__Records for this exercise__.
= = = = = = =
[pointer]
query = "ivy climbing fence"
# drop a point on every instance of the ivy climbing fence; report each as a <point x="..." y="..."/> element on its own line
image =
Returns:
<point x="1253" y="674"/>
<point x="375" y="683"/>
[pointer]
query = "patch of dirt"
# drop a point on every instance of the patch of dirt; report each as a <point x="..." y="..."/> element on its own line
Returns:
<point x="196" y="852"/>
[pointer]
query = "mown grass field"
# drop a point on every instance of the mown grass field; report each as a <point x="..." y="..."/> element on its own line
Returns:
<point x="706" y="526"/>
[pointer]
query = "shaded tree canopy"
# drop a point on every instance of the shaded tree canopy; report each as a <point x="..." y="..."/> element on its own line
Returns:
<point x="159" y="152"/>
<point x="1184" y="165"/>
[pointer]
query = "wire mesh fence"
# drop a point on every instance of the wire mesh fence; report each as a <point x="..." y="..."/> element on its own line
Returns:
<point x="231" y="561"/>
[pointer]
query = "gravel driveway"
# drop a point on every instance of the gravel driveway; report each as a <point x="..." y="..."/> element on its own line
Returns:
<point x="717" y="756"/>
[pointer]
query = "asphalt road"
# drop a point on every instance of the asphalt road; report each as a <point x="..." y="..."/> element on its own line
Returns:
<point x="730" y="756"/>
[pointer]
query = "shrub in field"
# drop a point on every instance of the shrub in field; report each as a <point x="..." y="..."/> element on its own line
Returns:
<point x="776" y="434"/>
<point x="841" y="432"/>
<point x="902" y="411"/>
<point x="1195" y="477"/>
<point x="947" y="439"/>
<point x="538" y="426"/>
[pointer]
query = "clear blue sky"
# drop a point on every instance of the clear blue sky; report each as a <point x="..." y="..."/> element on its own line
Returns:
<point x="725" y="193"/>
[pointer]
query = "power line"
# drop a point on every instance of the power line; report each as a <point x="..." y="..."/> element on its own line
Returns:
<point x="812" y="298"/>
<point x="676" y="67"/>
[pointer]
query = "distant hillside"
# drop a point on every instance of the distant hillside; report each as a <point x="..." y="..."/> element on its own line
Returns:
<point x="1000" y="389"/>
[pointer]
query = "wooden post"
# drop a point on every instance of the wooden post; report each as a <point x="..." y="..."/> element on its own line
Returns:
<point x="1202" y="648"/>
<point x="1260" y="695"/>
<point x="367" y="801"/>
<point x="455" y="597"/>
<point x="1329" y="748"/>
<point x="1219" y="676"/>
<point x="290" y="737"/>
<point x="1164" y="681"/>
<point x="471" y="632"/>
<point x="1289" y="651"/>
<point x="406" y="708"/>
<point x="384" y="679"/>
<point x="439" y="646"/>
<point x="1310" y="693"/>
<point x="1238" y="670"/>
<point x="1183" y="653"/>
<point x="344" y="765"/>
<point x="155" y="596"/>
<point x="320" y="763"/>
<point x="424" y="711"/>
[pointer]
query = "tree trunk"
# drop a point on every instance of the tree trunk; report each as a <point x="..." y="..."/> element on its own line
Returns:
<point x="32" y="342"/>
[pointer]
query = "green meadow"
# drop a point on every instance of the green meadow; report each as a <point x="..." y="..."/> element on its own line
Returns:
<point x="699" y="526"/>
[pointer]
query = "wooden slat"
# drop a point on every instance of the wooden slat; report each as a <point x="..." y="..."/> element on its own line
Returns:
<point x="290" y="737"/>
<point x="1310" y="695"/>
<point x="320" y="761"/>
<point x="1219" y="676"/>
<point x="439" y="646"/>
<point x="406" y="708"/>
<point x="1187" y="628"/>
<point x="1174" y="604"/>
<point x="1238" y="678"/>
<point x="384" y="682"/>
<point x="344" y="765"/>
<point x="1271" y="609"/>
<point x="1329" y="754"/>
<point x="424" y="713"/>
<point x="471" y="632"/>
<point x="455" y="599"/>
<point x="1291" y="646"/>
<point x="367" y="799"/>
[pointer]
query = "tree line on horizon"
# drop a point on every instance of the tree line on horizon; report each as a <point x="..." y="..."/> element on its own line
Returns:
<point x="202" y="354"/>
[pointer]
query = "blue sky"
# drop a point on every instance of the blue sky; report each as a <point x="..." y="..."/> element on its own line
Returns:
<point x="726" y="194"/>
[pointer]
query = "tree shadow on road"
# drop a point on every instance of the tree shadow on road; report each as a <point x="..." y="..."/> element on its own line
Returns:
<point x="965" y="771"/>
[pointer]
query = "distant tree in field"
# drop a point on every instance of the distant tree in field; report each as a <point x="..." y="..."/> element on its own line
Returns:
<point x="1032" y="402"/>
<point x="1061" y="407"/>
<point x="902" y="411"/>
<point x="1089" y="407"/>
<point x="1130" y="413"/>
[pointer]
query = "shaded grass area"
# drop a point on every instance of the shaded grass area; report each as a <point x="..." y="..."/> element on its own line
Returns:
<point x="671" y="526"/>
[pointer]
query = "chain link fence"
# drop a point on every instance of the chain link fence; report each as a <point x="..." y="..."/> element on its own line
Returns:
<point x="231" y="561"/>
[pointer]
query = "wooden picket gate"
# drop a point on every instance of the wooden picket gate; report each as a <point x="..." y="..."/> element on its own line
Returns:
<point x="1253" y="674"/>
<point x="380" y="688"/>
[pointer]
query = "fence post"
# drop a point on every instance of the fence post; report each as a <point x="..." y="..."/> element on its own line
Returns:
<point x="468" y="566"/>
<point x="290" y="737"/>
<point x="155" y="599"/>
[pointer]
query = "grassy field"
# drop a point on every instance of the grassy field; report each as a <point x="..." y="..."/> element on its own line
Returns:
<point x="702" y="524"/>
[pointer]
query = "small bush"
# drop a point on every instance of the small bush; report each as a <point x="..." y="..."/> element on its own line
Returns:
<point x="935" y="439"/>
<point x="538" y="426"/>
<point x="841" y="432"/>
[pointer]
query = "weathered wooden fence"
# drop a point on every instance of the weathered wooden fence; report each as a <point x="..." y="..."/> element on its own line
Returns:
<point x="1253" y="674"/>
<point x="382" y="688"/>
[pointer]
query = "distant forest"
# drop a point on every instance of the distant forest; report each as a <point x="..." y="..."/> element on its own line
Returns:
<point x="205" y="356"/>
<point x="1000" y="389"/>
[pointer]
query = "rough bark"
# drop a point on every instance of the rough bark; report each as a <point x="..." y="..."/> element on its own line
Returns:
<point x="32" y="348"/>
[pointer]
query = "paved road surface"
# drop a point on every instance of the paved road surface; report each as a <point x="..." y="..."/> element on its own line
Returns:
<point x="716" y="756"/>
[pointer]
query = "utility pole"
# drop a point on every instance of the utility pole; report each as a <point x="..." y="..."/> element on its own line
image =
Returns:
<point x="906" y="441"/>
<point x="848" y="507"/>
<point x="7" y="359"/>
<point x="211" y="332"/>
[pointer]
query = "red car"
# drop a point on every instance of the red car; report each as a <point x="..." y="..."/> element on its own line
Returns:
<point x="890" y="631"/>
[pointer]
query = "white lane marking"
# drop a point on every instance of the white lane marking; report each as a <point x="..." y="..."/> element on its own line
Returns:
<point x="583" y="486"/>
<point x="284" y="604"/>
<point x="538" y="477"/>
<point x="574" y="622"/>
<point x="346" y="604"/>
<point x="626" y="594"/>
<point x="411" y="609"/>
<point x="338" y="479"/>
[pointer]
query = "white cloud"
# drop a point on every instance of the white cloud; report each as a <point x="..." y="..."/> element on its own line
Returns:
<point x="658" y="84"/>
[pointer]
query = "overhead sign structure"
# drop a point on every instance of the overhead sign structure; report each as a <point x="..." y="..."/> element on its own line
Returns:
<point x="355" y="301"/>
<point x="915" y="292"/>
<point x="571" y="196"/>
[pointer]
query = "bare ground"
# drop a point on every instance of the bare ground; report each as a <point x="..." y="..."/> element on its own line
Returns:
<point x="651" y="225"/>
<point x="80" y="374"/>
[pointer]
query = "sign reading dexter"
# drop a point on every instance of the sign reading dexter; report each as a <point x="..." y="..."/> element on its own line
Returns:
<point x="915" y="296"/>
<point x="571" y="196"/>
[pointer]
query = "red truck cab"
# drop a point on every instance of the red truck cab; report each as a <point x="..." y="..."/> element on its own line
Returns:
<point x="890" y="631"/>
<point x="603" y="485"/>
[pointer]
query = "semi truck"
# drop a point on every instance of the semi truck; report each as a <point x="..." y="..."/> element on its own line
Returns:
= = = = = = =
__What you are asked to do__.
Find every line in the rows above that contains the word "tree", and copy each of those lines.

__Correct response__.
query = "shaded tree canopy"
# drop a point on every instance of the shaded tree canopy; report each as a <point x="..." y="..."/> element on its own line
query = "tree trunk"
# drop a point on every instance of the tree trunk; report each as a <point x="..." y="..."/> element on its own line
query = "tree line on horizon"
# drop a point on every instance of the tree line on horizon; report each as a <point x="..." y="..."/> element on its own line
query = "tree shadow on road"
# drop a point on every instance of the tree shadow on road; report each as a <point x="..." y="..."/> element on its own line
query = "distant tree in field"
# drop a point on every instance of the distant tree in field; report each as a <point x="..." y="..."/> element on its own line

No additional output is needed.